▶ [Request A]:
In the interview below, repeat word for word the part that opens with the words containing "I worked in" and closes with "a present). Unforgettable.".

▶ [Text shown]:
§ §

Interview: part 1
Ronald Shakespear is a prolific graphic designer from Argentina. He founded Diseño Shakespear about half a century ago, specializing in corporate identity and wayfinding. He kindly agreed to be interviewed about his work and life, and provides a fascinating glimpse into the graphic design practice in Argentina.
You founded Diseño Shakespear 50 years ago. You must have been in your early twenties. What prompted you to start your own studio?
I worked in several agencies here, but I must say that I rejected advertising. So, as soon as I could, I started my first studio with Gonzalez Ruiz, my partner at the time. Later on, I founded Diseño Shakespear with my sons Lorenzo and Juan.
I am 71 now and I love design and photography and this is my way of living. I wake up early in the morning and start writing with the sound of Mozart. Nothing to do with prompting people to buy anything.
Never ask for permission is the title of the new book I'm working on. It is named after what Orson Welles told me when I visited him, without an appointment, in Madrid, near Juan Peron's house. Then Orson invited me to the bull-fighting ring to see the last run of Curro Girón (who, after the fight, gave Orson the bull's ears as a present). Unforgettable.
Back home, I went to visit Jorge Luis Borges for a photo session at his office in the National Library. There he was our national poet. I took my favourite shot ever. A privilege life gave to me.
Sign of Design: Memory of a Practice was my first book. It is not a book about theory. It is a reflection of a 50 year long path on the practice of design and a personal look into the urban scene and the way design influences the behaviour of people. Designers decipher the audience's codes.
Were there any studios or designers in Argentina that you admired at the time, or did you look abroad for inspiration?

§ §

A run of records
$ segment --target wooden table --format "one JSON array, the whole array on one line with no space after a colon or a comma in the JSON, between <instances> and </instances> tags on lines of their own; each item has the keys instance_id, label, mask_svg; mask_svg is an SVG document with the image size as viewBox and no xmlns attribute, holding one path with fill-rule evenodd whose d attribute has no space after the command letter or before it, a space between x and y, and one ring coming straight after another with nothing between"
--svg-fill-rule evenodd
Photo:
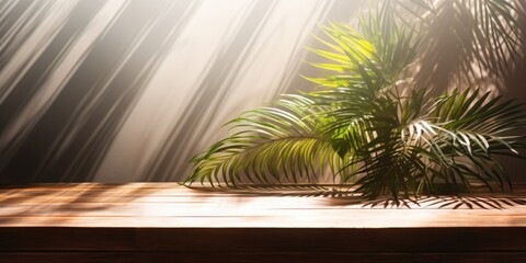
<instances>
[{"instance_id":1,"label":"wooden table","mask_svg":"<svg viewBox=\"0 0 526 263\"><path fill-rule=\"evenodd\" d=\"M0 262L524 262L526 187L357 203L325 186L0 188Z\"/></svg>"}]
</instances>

§ §

▶ [Request B]:
Reproduce all of the entries above line for line, leaving the pictures out of your answer.

▶ [Task output A]:
I worked in several agencies here, but I must say that I rejected advertising. So, as soon as I could, I started my first studio with Gonzalez Ruiz, my partner at the time. Later on, I founded Diseño Shakespear with my sons Lorenzo and Juan.
I am 71 now and I love design and photography and this is my way of living. I wake up early in the morning and start writing with the sound of Mozart. Nothing to do with prompting people to buy anything.
Never ask for permission is the title of the new book I'm working on. It is named after what Orson Welles told me when I visited him, without an appointment, in Madrid, near Juan Peron's house. Then Orson invited me to the bull-fighting ring to see the last run of Curro Girón (who, after the fight, gave Orson the bull's ears as a present). Unforgettable.

▶ [Task output B]:
$ segment --target wooden table --format "one JSON array, the whole array on one line with no space after a colon or a comma in the JSON, between <instances> and </instances> tags on lines of their own; each item has the keys instance_id, label, mask_svg; mask_svg is an SVG document with the image size as viewBox and no xmlns attribute, holding one path with fill-rule evenodd whose d attribute has no space after the command letter or before it, a space between x and y, and one ring coming straight after another with nothing between"
--svg-fill-rule evenodd
Photo:
<instances>
[{"instance_id":1,"label":"wooden table","mask_svg":"<svg viewBox=\"0 0 526 263\"><path fill-rule=\"evenodd\" d=\"M0 262L524 262L526 187L357 203L325 186L0 188Z\"/></svg>"}]
</instances>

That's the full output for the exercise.